_What is expected_. List every line in the entries below that contains the string "teeth".

*-*-*

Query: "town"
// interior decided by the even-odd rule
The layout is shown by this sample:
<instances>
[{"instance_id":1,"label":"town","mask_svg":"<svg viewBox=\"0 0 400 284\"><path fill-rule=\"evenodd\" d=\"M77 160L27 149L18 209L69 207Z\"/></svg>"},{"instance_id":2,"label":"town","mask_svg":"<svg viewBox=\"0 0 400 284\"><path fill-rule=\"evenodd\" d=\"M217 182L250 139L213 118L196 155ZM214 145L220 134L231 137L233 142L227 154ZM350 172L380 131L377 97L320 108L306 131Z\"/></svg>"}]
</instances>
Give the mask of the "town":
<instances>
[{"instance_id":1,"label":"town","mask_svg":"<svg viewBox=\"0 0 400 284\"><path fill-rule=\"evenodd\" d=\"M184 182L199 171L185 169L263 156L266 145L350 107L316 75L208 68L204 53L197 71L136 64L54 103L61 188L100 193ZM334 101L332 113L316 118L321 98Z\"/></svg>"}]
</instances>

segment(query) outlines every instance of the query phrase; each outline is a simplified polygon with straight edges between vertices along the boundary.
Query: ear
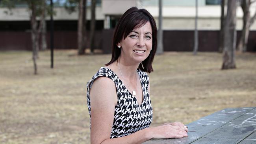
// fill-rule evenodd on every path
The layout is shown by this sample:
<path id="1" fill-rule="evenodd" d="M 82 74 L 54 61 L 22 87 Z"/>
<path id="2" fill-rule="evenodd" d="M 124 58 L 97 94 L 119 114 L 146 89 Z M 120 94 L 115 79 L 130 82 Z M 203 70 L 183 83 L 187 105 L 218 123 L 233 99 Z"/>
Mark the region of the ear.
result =
<path id="1" fill-rule="evenodd" d="M 121 42 L 118 42 L 117 44 L 117 46 L 121 46 Z"/>

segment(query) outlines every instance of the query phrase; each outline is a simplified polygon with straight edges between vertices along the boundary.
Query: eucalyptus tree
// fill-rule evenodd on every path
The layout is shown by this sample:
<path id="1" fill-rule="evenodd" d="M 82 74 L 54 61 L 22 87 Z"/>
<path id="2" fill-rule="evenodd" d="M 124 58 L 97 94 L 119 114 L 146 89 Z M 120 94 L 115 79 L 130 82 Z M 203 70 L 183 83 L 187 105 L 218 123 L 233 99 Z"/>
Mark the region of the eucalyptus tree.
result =
<path id="1" fill-rule="evenodd" d="M 10 11 L 15 7 L 16 4 L 25 4 L 28 6 L 31 27 L 32 59 L 35 74 L 37 74 L 36 59 L 38 58 L 39 33 L 43 26 L 43 20 L 45 17 L 45 15 L 46 13 L 50 14 L 51 13 L 48 11 L 49 9 L 47 7 L 47 0 L 2 0 L 1 2 L 1 4 L 7 7 Z M 37 17 L 40 18 L 39 26 L 36 19 Z M 46 42 L 46 41 L 44 41 Z"/>
<path id="2" fill-rule="evenodd" d="M 256 0 L 251 1 L 250 0 L 242 0 L 241 1 L 241 7 L 243 12 L 243 26 L 242 34 L 238 40 L 238 44 L 237 47 L 237 50 L 241 52 L 246 51 L 248 41 L 248 36 L 250 32 L 250 27 L 253 24 L 254 20 L 256 18 L 256 11 L 251 18 L 250 11 L 250 7 L 252 4 L 256 1 Z"/>
<path id="3" fill-rule="evenodd" d="M 96 0 L 91 0 L 91 28 L 90 30 L 90 43 L 91 44 L 91 52 L 93 53 L 95 46 L 94 39 L 95 35 L 95 8 Z"/>
<path id="4" fill-rule="evenodd" d="M 235 54 L 236 43 L 236 0 L 228 0 L 225 22 L 224 49 L 222 69 L 236 68 Z"/>
<path id="5" fill-rule="evenodd" d="M 67 0 L 65 7 L 69 13 L 78 9 L 78 16 L 77 25 L 78 54 L 85 53 L 86 46 L 86 0 Z"/>

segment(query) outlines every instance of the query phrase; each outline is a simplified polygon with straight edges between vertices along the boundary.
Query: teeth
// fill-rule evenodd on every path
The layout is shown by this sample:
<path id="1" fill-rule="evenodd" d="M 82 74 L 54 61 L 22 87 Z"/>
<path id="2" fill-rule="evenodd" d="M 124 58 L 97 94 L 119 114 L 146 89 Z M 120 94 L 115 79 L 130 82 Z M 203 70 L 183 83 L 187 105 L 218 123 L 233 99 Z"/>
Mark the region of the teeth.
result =
<path id="1" fill-rule="evenodd" d="M 137 52 L 137 53 L 142 53 L 144 52 L 145 51 L 144 50 L 134 50 L 134 52 Z"/>

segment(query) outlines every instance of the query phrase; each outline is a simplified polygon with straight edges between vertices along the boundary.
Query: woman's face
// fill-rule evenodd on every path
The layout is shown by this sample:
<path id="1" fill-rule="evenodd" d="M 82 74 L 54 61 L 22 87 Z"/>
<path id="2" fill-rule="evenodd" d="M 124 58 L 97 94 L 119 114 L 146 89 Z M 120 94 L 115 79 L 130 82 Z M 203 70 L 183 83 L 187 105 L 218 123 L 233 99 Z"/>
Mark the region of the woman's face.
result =
<path id="1" fill-rule="evenodd" d="M 152 28 L 147 22 L 134 29 L 117 45 L 122 48 L 121 56 L 126 61 L 140 63 L 146 59 L 152 48 Z"/>

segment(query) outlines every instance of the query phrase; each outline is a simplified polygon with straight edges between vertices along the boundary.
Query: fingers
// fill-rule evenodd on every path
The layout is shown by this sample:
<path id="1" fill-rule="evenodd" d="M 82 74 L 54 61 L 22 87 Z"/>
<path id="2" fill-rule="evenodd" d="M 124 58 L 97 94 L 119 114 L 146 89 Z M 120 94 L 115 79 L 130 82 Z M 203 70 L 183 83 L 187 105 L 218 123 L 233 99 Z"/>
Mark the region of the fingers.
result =
<path id="1" fill-rule="evenodd" d="M 179 127 L 180 129 L 182 129 L 182 130 L 185 131 L 186 133 L 187 133 L 188 132 L 188 129 L 187 129 L 187 127 L 186 126 L 185 126 L 181 122 L 173 122 L 171 123 L 166 123 L 166 124 L 170 124 L 172 126 L 178 126 Z"/>

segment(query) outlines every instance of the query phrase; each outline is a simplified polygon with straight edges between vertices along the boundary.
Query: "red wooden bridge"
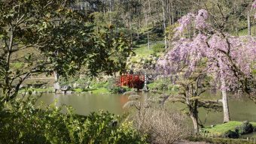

*-*-*

_Written reply_.
Query: teeth
Mark the region of the teeth.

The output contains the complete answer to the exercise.